_TASK PROMPT_:
All of the entries must be output exactly as they are.

Natural-language object grounding data:
= = = = =

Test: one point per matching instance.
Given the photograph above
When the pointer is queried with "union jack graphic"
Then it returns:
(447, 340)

= = = = =

_ANSWER TO THIS EXERCISE_:
Test: one point per matching instance.
Given the photograph above
When the pointer is queried with "union jack graphic"
Then it returns:
(447, 340)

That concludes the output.